Task brief: Output the records again verbatim.
+===+
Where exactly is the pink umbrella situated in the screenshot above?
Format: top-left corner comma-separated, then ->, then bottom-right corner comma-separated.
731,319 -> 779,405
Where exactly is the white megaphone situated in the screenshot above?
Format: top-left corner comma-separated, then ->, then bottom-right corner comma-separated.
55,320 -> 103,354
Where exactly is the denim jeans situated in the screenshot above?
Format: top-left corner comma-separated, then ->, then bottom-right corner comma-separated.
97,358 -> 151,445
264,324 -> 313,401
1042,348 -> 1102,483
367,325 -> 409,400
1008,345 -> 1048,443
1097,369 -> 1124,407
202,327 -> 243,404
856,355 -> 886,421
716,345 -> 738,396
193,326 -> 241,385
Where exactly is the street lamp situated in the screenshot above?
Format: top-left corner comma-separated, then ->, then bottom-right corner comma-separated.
+===+
Solution for this task:
Where exactly is the pink umbrella situated in the screenshot above?
Format: top-left corner comma-separated, then ->, then bottom-right corner comma-separated.
731,319 -> 779,405
Where exactly is the white megaphone situated in the screenshot above?
Format: top-left corner comma-separated, then ->, then bottom-right corner comma-separated.
55,320 -> 103,354
Where exactly is the denim jeans situated in the screenshot above?
Format: top-left corner comma-separated, then ->, then bottom-right corner comma-separated.
97,358 -> 151,445
264,324 -> 313,401
1042,348 -> 1102,483
367,325 -> 409,400
1008,345 -> 1048,443
1097,369 -> 1124,407
202,327 -> 243,404
856,355 -> 886,421
716,345 -> 738,396
193,326 -> 241,385
Where exactly is the street lamp situated in the screenshot above?
Format: top-left corner comma-separated, then ->, then bottom-right corner comma-separated.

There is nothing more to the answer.